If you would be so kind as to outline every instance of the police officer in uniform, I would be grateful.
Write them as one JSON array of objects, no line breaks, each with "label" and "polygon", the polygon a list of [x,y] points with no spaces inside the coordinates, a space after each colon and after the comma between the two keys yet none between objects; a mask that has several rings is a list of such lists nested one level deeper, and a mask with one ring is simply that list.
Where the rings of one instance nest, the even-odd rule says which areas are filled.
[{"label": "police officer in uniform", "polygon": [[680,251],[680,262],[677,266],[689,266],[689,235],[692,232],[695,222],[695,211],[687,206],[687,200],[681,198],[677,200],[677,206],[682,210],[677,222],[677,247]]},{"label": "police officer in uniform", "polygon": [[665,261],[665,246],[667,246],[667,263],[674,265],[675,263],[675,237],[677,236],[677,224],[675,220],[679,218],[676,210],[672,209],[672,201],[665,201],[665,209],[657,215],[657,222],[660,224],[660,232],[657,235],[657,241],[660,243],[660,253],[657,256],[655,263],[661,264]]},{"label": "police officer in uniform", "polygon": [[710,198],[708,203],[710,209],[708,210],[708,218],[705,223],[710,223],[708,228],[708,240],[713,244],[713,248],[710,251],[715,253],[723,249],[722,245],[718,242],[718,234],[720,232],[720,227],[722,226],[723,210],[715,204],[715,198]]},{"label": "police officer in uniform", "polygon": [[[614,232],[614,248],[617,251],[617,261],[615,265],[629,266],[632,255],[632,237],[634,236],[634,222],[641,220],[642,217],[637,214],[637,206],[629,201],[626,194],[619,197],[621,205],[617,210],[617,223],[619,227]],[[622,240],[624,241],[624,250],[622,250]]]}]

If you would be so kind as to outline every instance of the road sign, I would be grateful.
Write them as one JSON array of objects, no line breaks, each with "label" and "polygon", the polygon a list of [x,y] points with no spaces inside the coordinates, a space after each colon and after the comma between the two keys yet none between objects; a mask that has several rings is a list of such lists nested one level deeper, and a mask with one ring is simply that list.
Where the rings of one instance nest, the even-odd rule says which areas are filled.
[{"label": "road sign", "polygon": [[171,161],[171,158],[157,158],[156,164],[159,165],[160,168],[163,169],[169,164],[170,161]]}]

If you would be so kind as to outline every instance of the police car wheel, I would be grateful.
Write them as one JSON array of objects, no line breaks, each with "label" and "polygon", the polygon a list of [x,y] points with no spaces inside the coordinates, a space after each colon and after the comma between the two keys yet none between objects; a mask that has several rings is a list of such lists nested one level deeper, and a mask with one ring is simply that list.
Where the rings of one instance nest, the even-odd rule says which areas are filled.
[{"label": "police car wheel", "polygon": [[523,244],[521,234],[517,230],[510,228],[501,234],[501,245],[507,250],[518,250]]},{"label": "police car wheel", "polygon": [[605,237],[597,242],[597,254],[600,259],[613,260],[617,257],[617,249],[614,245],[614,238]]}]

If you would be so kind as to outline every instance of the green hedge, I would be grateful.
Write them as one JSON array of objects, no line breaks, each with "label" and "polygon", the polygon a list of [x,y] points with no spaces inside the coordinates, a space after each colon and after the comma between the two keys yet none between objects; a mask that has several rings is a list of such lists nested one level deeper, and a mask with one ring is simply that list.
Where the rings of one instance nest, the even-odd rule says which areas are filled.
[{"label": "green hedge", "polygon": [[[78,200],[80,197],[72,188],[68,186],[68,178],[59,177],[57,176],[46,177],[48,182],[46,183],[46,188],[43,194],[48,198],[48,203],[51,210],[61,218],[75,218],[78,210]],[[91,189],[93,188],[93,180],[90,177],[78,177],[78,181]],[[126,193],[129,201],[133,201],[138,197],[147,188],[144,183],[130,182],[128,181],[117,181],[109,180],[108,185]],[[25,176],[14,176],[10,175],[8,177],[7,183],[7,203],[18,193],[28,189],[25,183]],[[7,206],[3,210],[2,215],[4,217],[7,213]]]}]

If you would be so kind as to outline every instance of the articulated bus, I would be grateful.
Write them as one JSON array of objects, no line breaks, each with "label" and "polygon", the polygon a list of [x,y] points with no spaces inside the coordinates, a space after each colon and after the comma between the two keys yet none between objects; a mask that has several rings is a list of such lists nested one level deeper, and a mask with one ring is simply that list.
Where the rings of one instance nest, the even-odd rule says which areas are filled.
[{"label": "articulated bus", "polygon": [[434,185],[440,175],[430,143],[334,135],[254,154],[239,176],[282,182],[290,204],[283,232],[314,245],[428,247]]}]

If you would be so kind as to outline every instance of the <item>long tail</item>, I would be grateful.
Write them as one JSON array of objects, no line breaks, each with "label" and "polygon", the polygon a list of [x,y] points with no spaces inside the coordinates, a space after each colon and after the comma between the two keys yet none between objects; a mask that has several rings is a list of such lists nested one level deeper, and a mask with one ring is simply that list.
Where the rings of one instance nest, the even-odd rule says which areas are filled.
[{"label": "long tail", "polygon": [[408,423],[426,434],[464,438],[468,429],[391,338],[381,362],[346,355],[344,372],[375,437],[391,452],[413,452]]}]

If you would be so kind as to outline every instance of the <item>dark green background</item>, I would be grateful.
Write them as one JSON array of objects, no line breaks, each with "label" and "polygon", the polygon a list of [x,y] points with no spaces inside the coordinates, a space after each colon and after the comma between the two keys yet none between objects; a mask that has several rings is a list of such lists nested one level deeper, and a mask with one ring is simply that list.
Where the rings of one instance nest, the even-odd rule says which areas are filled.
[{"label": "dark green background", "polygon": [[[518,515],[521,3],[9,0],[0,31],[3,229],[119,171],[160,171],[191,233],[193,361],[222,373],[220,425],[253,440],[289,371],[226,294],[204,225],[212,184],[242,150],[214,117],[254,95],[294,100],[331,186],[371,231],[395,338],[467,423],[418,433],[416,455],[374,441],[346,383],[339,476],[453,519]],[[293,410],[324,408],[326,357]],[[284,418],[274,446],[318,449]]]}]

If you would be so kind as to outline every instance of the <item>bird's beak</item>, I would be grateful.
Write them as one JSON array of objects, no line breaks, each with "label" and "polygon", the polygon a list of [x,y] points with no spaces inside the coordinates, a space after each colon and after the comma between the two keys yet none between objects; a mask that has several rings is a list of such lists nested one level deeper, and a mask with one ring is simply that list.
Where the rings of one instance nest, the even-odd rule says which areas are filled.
----
§ Problem statement: Copy out, in full, each line of the rows above that contains the string "wheel". Matching is case-sensitive.

§ Task result:
If you would be so kind as to outline every instance of the police car wheel, I would be grateful.
[{"label": "police car wheel", "polygon": [[523,244],[521,234],[517,230],[510,228],[501,234],[501,245],[507,250],[518,250]]},{"label": "police car wheel", "polygon": [[605,237],[597,242],[597,254],[600,259],[613,260],[617,257],[617,249],[614,245],[614,238]]}]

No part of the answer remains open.